-- Records provided follows --

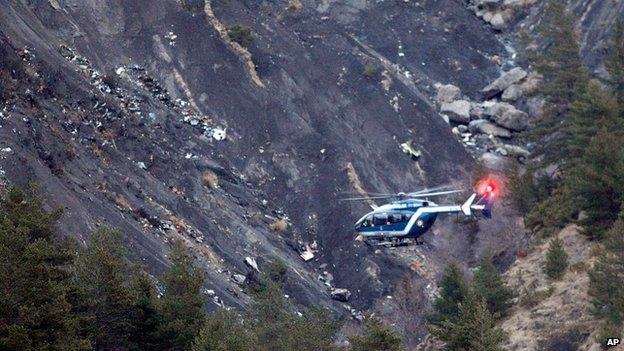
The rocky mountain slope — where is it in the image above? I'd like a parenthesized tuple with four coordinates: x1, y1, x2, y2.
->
(1, 0, 622, 348)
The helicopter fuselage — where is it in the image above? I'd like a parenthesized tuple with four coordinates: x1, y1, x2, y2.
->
(354, 199, 440, 239)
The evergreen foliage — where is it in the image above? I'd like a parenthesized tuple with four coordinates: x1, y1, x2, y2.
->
(543, 237, 568, 280)
(431, 291, 507, 351)
(429, 263, 467, 326)
(531, 0, 589, 165)
(192, 311, 256, 351)
(158, 240, 206, 350)
(0, 186, 89, 351)
(349, 316, 404, 351)
(605, 20, 624, 105)
(73, 228, 137, 350)
(472, 254, 514, 318)
(588, 219, 624, 325)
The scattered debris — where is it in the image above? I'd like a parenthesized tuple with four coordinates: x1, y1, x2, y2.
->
(400, 140, 421, 161)
(330, 288, 351, 302)
(164, 31, 178, 46)
(245, 257, 259, 272)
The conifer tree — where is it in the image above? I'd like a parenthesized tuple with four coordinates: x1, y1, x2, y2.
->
(428, 262, 467, 326)
(349, 316, 404, 351)
(588, 219, 624, 325)
(158, 240, 206, 350)
(0, 187, 89, 350)
(567, 130, 624, 239)
(192, 310, 256, 351)
(128, 268, 165, 351)
(532, 0, 589, 165)
(73, 228, 136, 350)
(432, 291, 507, 351)
(605, 20, 624, 106)
(472, 254, 514, 318)
(543, 237, 568, 280)
(566, 80, 619, 162)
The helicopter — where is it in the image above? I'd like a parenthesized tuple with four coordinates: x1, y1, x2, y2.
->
(343, 180, 497, 247)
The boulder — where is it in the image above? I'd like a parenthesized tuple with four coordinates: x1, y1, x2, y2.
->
(502, 84, 523, 102)
(490, 13, 506, 30)
(457, 124, 469, 133)
(482, 67, 528, 98)
(440, 100, 471, 123)
(470, 102, 485, 120)
(469, 119, 512, 138)
(330, 288, 351, 302)
(520, 71, 542, 95)
(483, 101, 515, 119)
(436, 84, 461, 103)
(496, 108, 528, 131)
(501, 144, 530, 158)
(480, 152, 508, 171)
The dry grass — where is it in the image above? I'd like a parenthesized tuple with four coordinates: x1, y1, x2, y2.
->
(202, 171, 219, 189)
(287, 0, 303, 12)
(270, 218, 288, 232)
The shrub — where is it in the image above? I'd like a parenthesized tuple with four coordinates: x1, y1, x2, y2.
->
(543, 237, 568, 280)
(363, 62, 379, 78)
(227, 24, 254, 46)
(270, 218, 288, 231)
(201, 171, 219, 189)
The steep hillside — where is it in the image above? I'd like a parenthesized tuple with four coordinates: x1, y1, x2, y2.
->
(501, 225, 602, 350)
(0, 0, 519, 329)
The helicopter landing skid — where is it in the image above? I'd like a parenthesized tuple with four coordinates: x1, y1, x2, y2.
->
(365, 237, 423, 248)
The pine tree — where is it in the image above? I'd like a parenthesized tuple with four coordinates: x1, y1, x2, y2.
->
(588, 219, 624, 325)
(0, 187, 89, 351)
(472, 254, 514, 318)
(192, 310, 256, 351)
(158, 240, 206, 350)
(283, 307, 338, 351)
(73, 228, 137, 350)
(531, 0, 589, 165)
(349, 316, 404, 351)
(566, 80, 620, 162)
(428, 263, 467, 326)
(605, 20, 624, 106)
(567, 130, 624, 240)
(128, 267, 165, 351)
(543, 237, 568, 280)
(432, 291, 507, 351)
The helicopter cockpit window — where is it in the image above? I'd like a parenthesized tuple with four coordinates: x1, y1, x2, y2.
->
(388, 214, 403, 224)
(373, 213, 388, 226)
(361, 215, 373, 227)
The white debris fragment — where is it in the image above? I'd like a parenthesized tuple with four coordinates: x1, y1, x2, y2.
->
(115, 66, 126, 75)
(245, 257, 259, 272)
(212, 128, 227, 141)
(0, 147, 12, 153)
(137, 161, 147, 170)
(300, 250, 314, 262)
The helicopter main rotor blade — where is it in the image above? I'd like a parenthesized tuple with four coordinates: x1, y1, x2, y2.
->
(406, 189, 464, 198)
(340, 195, 396, 201)
(409, 184, 457, 195)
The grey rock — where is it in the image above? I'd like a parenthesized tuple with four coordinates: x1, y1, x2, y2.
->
(502, 84, 523, 102)
(436, 84, 461, 103)
(482, 67, 528, 98)
(502, 144, 530, 158)
(483, 101, 515, 119)
(440, 100, 471, 123)
(480, 152, 509, 171)
(497, 109, 528, 131)
(457, 124, 469, 133)
(468, 119, 512, 138)
(490, 13, 506, 30)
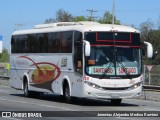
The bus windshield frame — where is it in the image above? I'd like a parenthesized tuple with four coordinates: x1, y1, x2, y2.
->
(84, 32, 142, 79)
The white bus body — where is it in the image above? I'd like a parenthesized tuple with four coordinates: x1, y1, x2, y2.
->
(10, 22, 152, 104)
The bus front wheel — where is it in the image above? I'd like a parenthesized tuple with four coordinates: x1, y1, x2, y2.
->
(63, 83, 73, 103)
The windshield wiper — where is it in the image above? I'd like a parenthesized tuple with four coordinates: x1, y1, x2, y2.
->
(99, 61, 113, 79)
(99, 48, 115, 79)
(117, 61, 132, 80)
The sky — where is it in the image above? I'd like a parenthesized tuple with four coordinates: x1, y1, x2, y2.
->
(0, 0, 160, 50)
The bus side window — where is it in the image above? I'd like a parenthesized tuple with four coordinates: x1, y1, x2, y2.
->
(48, 32, 61, 53)
(74, 31, 83, 74)
(61, 31, 73, 53)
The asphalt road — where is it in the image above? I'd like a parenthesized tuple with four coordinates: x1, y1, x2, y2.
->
(0, 85, 160, 120)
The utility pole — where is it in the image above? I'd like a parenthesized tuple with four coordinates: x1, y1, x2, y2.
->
(0, 35, 2, 53)
(87, 9, 98, 21)
(112, 0, 115, 28)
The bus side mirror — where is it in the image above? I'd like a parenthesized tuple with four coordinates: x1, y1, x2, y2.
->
(144, 41, 153, 58)
(83, 40, 91, 56)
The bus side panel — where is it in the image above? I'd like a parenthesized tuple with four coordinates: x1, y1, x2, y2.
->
(71, 73, 83, 97)
(51, 55, 74, 95)
(10, 69, 23, 90)
(23, 54, 61, 93)
(10, 55, 23, 90)
(51, 55, 83, 97)
(52, 73, 83, 97)
(10, 54, 84, 97)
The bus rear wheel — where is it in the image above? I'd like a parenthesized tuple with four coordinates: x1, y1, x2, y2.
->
(110, 99, 122, 105)
(24, 81, 41, 98)
(24, 81, 31, 97)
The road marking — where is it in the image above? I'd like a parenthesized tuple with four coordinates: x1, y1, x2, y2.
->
(0, 98, 28, 104)
(39, 104, 76, 111)
(2, 118, 21, 120)
(115, 117, 130, 120)
(125, 98, 160, 104)
(0, 89, 10, 93)
(0, 85, 10, 88)
(0, 97, 76, 111)
(143, 107, 160, 111)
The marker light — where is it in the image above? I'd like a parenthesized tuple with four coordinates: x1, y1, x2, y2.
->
(84, 81, 102, 90)
(128, 82, 142, 90)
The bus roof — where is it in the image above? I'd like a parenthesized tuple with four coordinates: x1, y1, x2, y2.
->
(12, 21, 139, 35)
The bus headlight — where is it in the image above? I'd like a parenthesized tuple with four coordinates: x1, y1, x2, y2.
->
(84, 81, 102, 90)
(128, 82, 142, 90)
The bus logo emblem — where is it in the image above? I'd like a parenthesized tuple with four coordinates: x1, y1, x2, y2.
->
(61, 58, 67, 67)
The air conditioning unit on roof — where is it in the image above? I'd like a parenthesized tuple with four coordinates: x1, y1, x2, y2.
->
(34, 22, 82, 29)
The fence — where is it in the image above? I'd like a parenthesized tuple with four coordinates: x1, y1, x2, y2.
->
(0, 63, 10, 78)
(143, 65, 160, 86)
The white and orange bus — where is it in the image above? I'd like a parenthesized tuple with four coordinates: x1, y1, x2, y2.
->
(10, 22, 153, 105)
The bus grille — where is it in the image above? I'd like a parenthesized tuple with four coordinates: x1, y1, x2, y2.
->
(102, 87, 129, 90)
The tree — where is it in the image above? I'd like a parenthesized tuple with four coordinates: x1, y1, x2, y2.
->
(98, 11, 120, 24)
(0, 48, 9, 62)
(139, 19, 154, 42)
(148, 30, 160, 65)
(139, 19, 160, 65)
(45, 18, 56, 24)
(72, 16, 89, 22)
(158, 15, 160, 30)
(45, 9, 73, 23)
(44, 9, 121, 24)
(56, 9, 73, 22)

-- Records provided concluded --

Reproduce only the lines between the line containing "The white and" and the last line of the records, those two lines included, exactly.

The white and orange bus — where is it in the image above? I'd like a parenthesized tuple with four coordinates: x1, y1, x2, y2.
->
(10, 22, 153, 105)
The bus grille — where is it in the image above? I'd like a parenthesized tuple with four coordinates: x1, y1, x2, y2.
->
(102, 87, 129, 90)
The tree — where is it in the image above? I'd like a parenthesized tuple with four coordinates: x1, y1, x2, y2.
->
(98, 11, 120, 24)
(0, 48, 9, 62)
(139, 19, 154, 42)
(148, 30, 160, 65)
(139, 19, 160, 65)
(45, 18, 56, 24)
(72, 16, 89, 22)
(158, 15, 160, 30)
(45, 9, 73, 23)
(44, 9, 121, 24)
(56, 9, 73, 22)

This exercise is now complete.